• **Problem 1**
Reproduce the passage of the forum thread on piano track levels from "They are delicate" up to and including "relative signal levels.".

• **Extract**
══════

# What level is good for virtual instrument SOLO piano in DAW?



## Harry (May 30, 2021)

I'm making some pieces for SOLO piano pieces (for the first time) in my DAW (Cubase), using different virtual pianos (in Kontakt).

They are delicate pieces, and I tend to play quite softly, so the basic track is coming out at around -20db. Velocity of the hardest hit note is 62. Is that too quiet? I can raise the relative velocities (inside Cubase that is, not by hitting harder) but I notice it affects the timbre quite a bit. Or I can simply raise the Kontakt instrument output? Or I just export the track as a WAV and then eg normalize to a higher level? Not sure what the best solution is in terms of final sound quality?


----------



## cygnusdei (May 30, 2021)

Definitely don't scale the velocities, as that would trigger different dynamic layers and it won't be your performance any longer. As you are producing several pieces, at least you can normalize the WAV for all of them together, so they all will retain the relative signal levels.


----------



## PaulieDC (Jul 26, 2021)

Harry said:


> I'm making some pieces for SOLO piano pieces (for the first time) in my DAW (Cubase), using different virtual pianos (in Kontakt).

══════

Records of labeled points
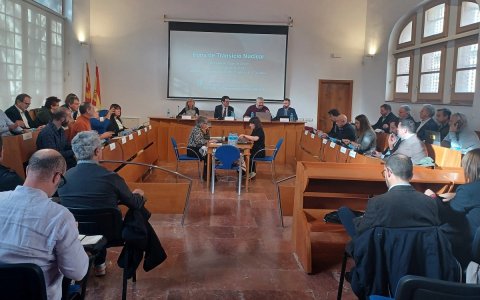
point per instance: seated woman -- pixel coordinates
(460, 211)
(116, 124)
(258, 138)
(199, 137)
(460, 137)
(189, 109)
(101, 125)
(366, 138)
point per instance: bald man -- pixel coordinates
(34, 229)
(345, 129)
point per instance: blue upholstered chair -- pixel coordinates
(226, 157)
(185, 157)
(269, 159)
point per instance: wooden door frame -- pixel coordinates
(350, 94)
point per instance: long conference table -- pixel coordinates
(180, 130)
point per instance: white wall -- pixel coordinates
(382, 15)
(129, 41)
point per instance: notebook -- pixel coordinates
(207, 113)
(264, 116)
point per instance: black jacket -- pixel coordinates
(140, 239)
(14, 115)
(384, 255)
(388, 119)
(219, 112)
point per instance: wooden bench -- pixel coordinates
(327, 186)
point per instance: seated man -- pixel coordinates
(53, 136)
(34, 229)
(345, 130)
(460, 136)
(258, 107)
(18, 112)
(8, 178)
(426, 121)
(286, 111)
(402, 205)
(45, 114)
(409, 143)
(89, 185)
(224, 110)
(386, 117)
(82, 123)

══════

• **Problem 2**
Transcribe the entries from the line with "point per instance: white" up to and including the final line of the entries.

• **Written response 1**
They are delicate pieces, and I tend to play quite softly, so the basic track is coming out at around -20db. Velocity of the hardest hit note is 62. Is that too quiet? I can raise the relative velocities (inside Cubase that is, not by hitting harder) but I notice it affects the timbre quite a bit. Or I can simply raise the Kontakt instrument output? Or I just export the track as a WAV and then eg normalize to a higher level? Not sure what the best solution is in terms of final sound quality?


----------



## cygnusdei (May 30, 2021)

Definitely don't scale the velocities, as that would trigger different dynamic layers and it won't be your performance any longer. As you are producing several pieces, at least you can normalize the WAV for all of them together, so they all will retain the relative signal levels.

• **Written response 2**
point per instance: white wall -- pixel coordinates
(382, 15)
(129, 41)
point per instance: notebook -- pixel coordinates
(207, 113)
(264, 116)
point per instance: black jacket -- pixel coordinates
(140, 239)
(14, 115)
(384, 255)
(388, 119)
(219, 112)
point per instance: wooden bench -- pixel coordinates
(327, 186)
point per instance: seated man -- pixel coordinates
(53, 136)
(34, 229)
(345, 130)
(460, 136)
(258, 107)
(18, 112)
(8, 178)
(426, 121)
(286, 111)
(402, 205)
(45, 114)
(409, 143)
(89, 185)
(224, 110)
(386, 117)
(82, 123)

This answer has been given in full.